» **Source excerpt**
•••••

UNITED STATES

SECURITIES AND EXCHANGE COMMISSION

WASHINGTON, DC 20549

 

FORM 8-K

 

CURRENT REPORT

PURSUANT TO SECTION 13 OR 15(d) OF THE

SECURITIES EXCHANGE ACT OF 1934

 

Date of Report (Date of earliest event reported): October 10, 2017

 

GTT COMMUNICATIONS, INC.

(Exact name of registrant as specified in its charter)

 

Delaware

 

001-35965

 

20-2096338

(State or Other Jurisdiction of Incorporation)

 

(Commission File Number)

 

(IRS Employer Identification No.)

 

7900 Tysons One Place

Suite 1450

McLean, Virginia 22102

(Address of Principal Executive Offices) (Zip Code)

 

Registrant’s Telephone Number, Including Area Code: (703) 442-5500

 

N/A

(Former Name or Former Address, if Changed Since Last Report)

 

Check the appropriate box below if the Form 8-K filing is intended to simultaneously satisfy the filing obligation of the registrant under any of the following provisions (see General Instruction A.2. below):

 

o  Written communications pursuant to Rule 425 under the Securities Act (17 CFR 230.425)

 

o  Soliciting material pursuant to Rule 14a-12 under the Exchange Act (17 CFR 240.14a-12)

 

o  Pre-commencement communications pursuant to Rule 14d-2(b) under the Exchange Act (17 CFR 240.14d-2(b))

 

o  Pre-commencement communications pursuant to Rule 13e-4(c) under the Exchange Act (17 CFR 240.13e-4(c))

 

Indicate by check mark whether the registrant is an emerging growth company as defined in Rule 405 of the Securities Act of 1933 (§230.405 of this chapter) or Rule 12b-2 of the Securities Exchange Act of 1934 (§240.12b-2 of this chapter).

 

Emerging growth company     o

 

If an emerging growth company, indicate by check mark if the registrant has elected not to use the extended transition period for complying with any new or revised financial accounting standards provided pursuant to Section 13(a) of the Exchange Act.     o

 

 

 



 

Item 2.03.     Creation of a Direct Financial Obligation or an Obligation under an Off-Balance Sheet Arrangement of a Registrant

 

On October 10, 2017, GTT Communications, Inc. (“GTT”) closed its previously announced private offering of $125 million aggregate principal amount of its 7.875% Senior Notes due 2024 (the “New Notes”). The New Notes will be treated as a single series of debt securities with GTT’s $300 million aggregate principal amount of 7.875% Senior Notes due 2024 that it issued on December 22, 2016 and GTT’s $150 million aggregate principal amount of 7.875% senior notes due 2024 that it issued on June 9, 2017 (the “Existing Notes” and together with the New Notes, the “Notes”). The New Notes have identical terms as the Existing Notes, other than the issue date and offering price. The New Notes were issued at an issue price of 106.000% and interest on the New Notes will be deemed to have accrued from June 30, 2017.

 

The New Notes were offered and sold only to qualified institutional buyers pursuant to Rule 144A under the Securities Act of 1933, as amended (the “Securities Act”), and to non-U.S. buyers in accordance with Regulation S under the Securities Act. The New Notes have not been and are not expected to be registered under the Securities Act or under any state securities laws and, unless so registered, may not be offered or sold in the United States or to U.S. persons except pursuant to an exemption from, or in a transaction not subject to, the registration requirements of the Securities Act and applicable state securities laws.

•••••

» **Information shown**
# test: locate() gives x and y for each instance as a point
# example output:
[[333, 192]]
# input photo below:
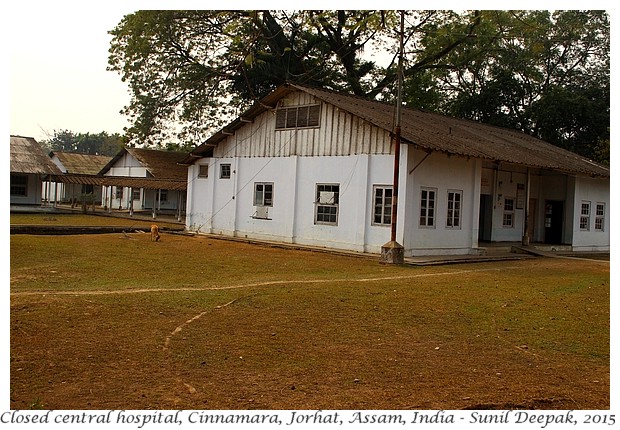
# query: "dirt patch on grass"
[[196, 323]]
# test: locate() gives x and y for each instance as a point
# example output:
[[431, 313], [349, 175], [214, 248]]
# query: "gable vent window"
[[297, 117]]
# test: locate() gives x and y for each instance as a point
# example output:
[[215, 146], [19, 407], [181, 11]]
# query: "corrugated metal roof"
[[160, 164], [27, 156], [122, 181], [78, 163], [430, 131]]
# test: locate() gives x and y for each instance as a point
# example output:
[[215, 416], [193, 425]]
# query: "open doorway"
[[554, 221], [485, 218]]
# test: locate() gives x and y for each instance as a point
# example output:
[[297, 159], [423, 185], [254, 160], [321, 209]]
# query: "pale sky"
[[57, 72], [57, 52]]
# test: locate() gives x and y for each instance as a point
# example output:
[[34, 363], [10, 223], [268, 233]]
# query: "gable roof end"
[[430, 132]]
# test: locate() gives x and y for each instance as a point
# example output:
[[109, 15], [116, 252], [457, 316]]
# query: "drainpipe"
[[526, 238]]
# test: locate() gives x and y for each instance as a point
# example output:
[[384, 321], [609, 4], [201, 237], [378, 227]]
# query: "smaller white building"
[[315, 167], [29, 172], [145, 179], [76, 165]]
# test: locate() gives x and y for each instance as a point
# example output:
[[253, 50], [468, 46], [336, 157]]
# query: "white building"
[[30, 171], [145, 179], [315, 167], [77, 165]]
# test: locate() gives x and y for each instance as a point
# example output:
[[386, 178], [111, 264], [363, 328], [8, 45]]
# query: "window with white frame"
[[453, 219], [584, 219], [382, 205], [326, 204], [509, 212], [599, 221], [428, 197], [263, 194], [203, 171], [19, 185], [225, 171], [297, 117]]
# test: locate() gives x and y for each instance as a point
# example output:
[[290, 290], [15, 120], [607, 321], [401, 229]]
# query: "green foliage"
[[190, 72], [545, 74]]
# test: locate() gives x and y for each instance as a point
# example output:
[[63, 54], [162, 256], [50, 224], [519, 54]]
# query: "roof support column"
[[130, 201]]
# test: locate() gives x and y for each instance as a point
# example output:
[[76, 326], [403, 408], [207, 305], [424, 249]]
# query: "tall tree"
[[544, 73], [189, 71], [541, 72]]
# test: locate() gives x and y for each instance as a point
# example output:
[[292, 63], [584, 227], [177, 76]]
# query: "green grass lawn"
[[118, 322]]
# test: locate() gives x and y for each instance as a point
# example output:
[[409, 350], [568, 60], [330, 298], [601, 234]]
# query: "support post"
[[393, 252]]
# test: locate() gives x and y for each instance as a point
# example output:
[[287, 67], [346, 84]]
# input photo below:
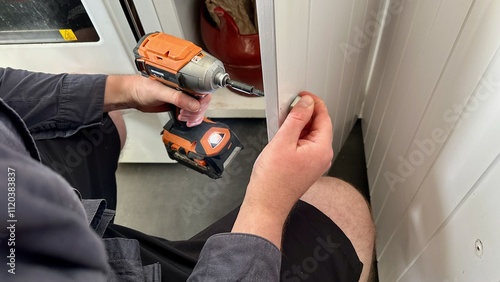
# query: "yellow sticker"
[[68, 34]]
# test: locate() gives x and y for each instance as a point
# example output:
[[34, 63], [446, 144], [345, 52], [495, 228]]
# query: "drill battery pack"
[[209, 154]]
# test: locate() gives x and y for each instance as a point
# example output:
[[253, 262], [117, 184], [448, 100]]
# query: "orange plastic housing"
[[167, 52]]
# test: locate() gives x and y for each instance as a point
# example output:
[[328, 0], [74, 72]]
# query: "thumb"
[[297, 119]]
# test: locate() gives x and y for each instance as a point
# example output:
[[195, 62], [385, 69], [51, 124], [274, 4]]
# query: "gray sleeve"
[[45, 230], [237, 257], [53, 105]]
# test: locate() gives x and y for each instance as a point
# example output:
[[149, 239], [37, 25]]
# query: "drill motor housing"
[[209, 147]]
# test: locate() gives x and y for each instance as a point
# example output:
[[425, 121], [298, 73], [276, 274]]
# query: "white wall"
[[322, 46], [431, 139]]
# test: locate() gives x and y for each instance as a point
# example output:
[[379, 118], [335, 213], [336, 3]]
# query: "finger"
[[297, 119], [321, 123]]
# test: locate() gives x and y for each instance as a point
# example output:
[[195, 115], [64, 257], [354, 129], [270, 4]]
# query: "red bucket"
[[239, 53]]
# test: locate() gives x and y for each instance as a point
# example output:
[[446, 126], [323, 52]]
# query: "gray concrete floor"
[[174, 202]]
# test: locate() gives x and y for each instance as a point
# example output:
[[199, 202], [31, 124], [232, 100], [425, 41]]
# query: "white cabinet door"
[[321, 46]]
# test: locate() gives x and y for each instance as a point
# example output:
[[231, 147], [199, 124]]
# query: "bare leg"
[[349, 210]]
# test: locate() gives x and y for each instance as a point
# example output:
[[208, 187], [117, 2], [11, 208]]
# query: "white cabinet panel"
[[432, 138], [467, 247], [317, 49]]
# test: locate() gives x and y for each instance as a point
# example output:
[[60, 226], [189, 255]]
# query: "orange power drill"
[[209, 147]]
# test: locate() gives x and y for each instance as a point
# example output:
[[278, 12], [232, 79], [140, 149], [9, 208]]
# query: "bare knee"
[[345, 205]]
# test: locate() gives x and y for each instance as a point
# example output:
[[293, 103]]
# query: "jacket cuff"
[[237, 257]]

•••••

» **Exercise tasks**
**a.** Reproduce the GTT Form 8-K filing word for word, starting at the words "Check the appropriate" and stopping after "(17 CFR 230.425)".
**b.** Write a continuation of the GTT Form 8-K filing, picking up after its last sentence.
The records have no connection to the GTT Form 8-K filing.

» **Responses to the tasks**
**a.**
Check the appropriate box below if the Form 8-K filing is intended to simultaneously satisfy the filing obligation of the registrant under any of the following provisions (see General Instruction A.2. below):

 

o  Written communications pursuant to Rule 425 under the Securities Act (17 CFR 230.425)

**b.**
The net proceeds from the offering (not including interest deemed to have accrued from June 30, 2017 to the closing date of the offering paid by purchasers of the New Notes), after deducting the initial purchasers’ discounts and the payment of GTT’s estimated expenses related to the offering, was approximately $130 million.  GTT intends to use the net proceeds from the offering for general corporate purposes, including for working capital, repayment of indebtedness under GTT’s credit facilities, capital expenditures and the financing of acquisitions.

 

The New Notes were issued as additional notes under the Indenture, dated as of December 22, 2016 (the “Original Indenture”), by and between GTT, as successor by merger to GTT Escrow Corporation, and the Trustee, as supplemented by the First Supplemental Indenture, dated as of January 9, 2017 (the “First Supplemental Indenture” and the Original Indenture, as supplemented by the First Supplemental Indenture, the “Indenture”), by and among GTT, certain subsidiaries of GTT (the “Guaranteeing Subsidiaries”) and the Trustee. The obligations of GTT under the Indenture and the Notes, including the due and punctual payment of interest on the Notes, are fully and unconditionally guaranteed, jointly and severally, on a senior unsecured basis by the Guaranteeing Subsidiaries.

 

The Notes will mature on December 31, 2024, and interest is payable on the Notes semiannually in arrears on June 30 and December 31 of each year, commencing on December 31, 2017.

 

GTT may, at its option, redeem the Notes, in whole at any time, or in part from time to time, prior to December 31, 2019 at a price equal to 100% of the principal amount of the Notes to be redeemed plus a “make-whole” premium, plus accrued and unpaid interest, if any, to, but not including, the redemption date. GTT may, at its option, redeem the Notes in whole at any time, or in part from time to time, on or after December 31, 2019 at certain specified redemption prices, plus accrued and unpaid interest, if any, to, but not including, the redemption date. In addition, GTT may, at its option, redeem up to 40% of the aggregate principal amount of the Notes at any time and from time to time prior to December 31, 2019 with the net proceeds of certain equity offerings at a price of 107.875% of the aggregate principal amount thereof, plus accrued and unpaid interest, if any, to, but not including, the redemption date.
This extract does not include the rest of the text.